> Task description
Rewrite the stretch of the material from the line containing "Please put a marker on the dark teal" through the end as a two-column CSV headed label_text and coordinates. Put each piece of text under label_text and the answer that follows it under coordinates, with every field in double quotes and line breaks replaced by spaces.

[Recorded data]
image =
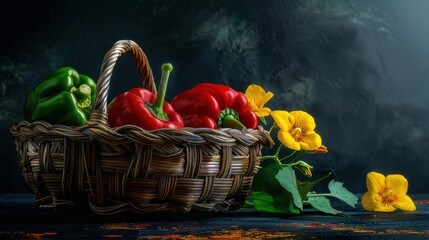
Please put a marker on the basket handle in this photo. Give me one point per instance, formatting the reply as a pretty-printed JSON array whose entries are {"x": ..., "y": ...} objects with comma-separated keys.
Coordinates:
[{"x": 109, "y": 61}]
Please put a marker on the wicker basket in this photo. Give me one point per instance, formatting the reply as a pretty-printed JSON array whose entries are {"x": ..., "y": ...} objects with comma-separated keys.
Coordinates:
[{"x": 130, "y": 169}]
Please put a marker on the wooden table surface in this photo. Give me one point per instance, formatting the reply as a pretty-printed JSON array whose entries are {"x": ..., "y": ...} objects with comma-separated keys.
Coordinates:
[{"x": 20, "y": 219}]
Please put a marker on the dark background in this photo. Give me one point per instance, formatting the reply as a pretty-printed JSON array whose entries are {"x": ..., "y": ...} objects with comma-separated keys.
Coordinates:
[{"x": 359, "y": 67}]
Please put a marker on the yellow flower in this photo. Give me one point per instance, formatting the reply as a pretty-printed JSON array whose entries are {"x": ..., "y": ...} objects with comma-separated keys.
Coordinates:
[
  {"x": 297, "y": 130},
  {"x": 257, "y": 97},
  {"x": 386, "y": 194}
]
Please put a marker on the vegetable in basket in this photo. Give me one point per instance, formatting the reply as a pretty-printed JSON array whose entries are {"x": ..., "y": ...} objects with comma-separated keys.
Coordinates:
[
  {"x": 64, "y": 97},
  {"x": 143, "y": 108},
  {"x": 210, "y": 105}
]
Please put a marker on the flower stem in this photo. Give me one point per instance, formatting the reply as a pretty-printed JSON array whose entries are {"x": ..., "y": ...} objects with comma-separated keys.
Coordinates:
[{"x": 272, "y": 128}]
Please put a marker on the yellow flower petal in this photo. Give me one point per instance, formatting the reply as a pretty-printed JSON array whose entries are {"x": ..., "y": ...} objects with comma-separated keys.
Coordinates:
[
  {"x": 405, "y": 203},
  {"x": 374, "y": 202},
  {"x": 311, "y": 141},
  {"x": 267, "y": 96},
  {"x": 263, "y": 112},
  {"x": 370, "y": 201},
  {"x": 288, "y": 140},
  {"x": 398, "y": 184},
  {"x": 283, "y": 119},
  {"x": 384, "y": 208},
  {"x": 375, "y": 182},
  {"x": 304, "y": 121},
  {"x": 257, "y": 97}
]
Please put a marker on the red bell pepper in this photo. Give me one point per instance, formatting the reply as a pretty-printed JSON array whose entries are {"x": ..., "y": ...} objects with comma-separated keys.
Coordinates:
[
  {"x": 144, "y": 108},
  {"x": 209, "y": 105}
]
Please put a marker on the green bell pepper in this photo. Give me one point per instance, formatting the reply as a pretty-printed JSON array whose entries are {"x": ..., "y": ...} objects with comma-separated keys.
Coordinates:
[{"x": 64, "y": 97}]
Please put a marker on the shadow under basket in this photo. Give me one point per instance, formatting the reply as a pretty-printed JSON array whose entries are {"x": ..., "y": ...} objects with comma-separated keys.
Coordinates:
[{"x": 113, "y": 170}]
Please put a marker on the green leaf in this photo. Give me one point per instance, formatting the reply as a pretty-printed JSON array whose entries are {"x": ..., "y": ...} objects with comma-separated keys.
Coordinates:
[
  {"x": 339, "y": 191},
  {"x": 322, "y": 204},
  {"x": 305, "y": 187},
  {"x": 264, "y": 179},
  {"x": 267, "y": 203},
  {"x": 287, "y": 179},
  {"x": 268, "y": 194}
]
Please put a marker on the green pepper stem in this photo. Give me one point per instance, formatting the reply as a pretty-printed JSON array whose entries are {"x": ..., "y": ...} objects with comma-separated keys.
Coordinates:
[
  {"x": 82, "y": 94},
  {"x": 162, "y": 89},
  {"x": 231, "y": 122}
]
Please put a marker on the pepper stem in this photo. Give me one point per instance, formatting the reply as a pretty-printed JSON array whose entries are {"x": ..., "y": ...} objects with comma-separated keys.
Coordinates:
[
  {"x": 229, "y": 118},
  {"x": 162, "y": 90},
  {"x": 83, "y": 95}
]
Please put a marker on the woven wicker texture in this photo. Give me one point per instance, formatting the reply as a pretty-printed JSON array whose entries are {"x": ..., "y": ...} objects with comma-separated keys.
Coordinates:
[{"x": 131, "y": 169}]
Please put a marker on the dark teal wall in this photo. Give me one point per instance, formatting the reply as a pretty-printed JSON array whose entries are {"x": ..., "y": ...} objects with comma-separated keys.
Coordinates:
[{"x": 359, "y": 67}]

> Answer to the task
label_text,coordinates
"Please put a marker on the dark teal wall in this photo. Give me one point per instance, formatting the reply as a pretty-printed JSON array whose entries are {""x"": ..., ""y"": ...} objects with comma-separated keys. Coordinates:","[{""x"": 359, ""y"": 67}]"